▸ Task to complete: Give back every entry below, exactly as written.

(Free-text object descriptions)
:::

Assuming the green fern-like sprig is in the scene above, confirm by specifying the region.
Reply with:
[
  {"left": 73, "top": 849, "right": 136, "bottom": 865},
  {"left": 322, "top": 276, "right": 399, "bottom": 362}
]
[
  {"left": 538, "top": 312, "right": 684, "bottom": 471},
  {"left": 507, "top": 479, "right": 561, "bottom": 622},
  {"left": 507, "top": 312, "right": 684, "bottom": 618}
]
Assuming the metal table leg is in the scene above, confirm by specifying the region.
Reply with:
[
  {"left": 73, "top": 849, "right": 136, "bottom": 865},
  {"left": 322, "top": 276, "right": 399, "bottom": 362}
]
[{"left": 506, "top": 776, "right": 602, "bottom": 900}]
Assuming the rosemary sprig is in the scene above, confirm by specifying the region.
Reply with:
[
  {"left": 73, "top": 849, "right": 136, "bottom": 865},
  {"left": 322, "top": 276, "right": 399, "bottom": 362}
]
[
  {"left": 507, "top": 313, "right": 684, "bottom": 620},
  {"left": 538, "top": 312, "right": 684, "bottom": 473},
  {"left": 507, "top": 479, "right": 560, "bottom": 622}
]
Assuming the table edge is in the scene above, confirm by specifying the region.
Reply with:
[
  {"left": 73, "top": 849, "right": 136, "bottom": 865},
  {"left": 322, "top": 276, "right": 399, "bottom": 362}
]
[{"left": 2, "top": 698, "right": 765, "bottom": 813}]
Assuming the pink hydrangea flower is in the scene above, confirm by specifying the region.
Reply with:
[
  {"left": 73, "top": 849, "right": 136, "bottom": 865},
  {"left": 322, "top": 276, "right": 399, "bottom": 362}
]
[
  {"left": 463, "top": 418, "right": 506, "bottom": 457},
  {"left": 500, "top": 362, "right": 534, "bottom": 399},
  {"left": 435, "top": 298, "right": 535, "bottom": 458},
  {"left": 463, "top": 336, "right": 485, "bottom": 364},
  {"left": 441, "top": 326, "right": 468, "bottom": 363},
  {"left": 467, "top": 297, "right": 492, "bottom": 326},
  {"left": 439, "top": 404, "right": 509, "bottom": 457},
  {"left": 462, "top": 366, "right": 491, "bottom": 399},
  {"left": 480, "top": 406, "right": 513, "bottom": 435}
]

:::

▸ Reply:
Assuming the green fern-like sprig is in the scene above, confirm by specifying the region.
Reply with:
[
  {"left": 73, "top": 849, "right": 136, "bottom": 865},
  {"left": 322, "top": 276, "right": 399, "bottom": 362}
]
[
  {"left": 538, "top": 312, "right": 684, "bottom": 471},
  {"left": 507, "top": 479, "right": 561, "bottom": 622},
  {"left": 507, "top": 312, "right": 684, "bottom": 618}
]
Assuming the metal table leg is in the scene above, confirm by specifying the region.
Reply with:
[
  {"left": 73, "top": 849, "right": 136, "bottom": 865},
  {"left": 322, "top": 276, "right": 399, "bottom": 362}
]
[{"left": 506, "top": 776, "right": 602, "bottom": 900}]
Assuming the rosemary sprig is in the scene above, confirm by specifying the region.
Reply with:
[
  {"left": 73, "top": 849, "right": 136, "bottom": 865},
  {"left": 322, "top": 276, "right": 399, "bottom": 362}
]
[
  {"left": 507, "top": 313, "right": 684, "bottom": 620},
  {"left": 538, "top": 312, "right": 684, "bottom": 473},
  {"left": 507, "top": 479, "right": 560, "bottom": 622}
]
Assuming the table edge is in the scene above, confirm by specifying the region.
Reply with:
[
  {"left": 73, "top": 849, "right": 136, "bottom": 865},
  {"left": 322, "top": 276, "right": 399, "bottom": 362}
]
[{"left": 2, "top": 698, "right": 765, "bottom": 813}]
Assuming the pink hydrangea flower is in the scene above, confirm by specifying the region.
Reply with:
[
  {"left": 73, "top": 849, "right": 136, "bottom": 865},
  {"left": 322, "top": 276, "right": 399, "bottom": 362}
]
[
  {"left": 463, "top": 418, "right": 506, "bottom": 457},
  {"left": 500, "top": 362, "right": 534, "bottom": 399},
  {"left": 435, "top": 298, "right": 535, "bottom": 458},
  {"left": 463, "top": 336, "right": 485, "bottom": 364},
  {"left": 441, "top": 326, "right": 468, "bottom": 363},
  {"left": 467, "top": 297, "right": 492, "bottom": 326},
  {"left": 439, "top": 404, "right": 509, "bottom": 457},
  {"left": 462, "top": 366, "right": 491, "bottom": 399},
  {"left": 480, "top": 406, "right": 513, "bottom": 435}
]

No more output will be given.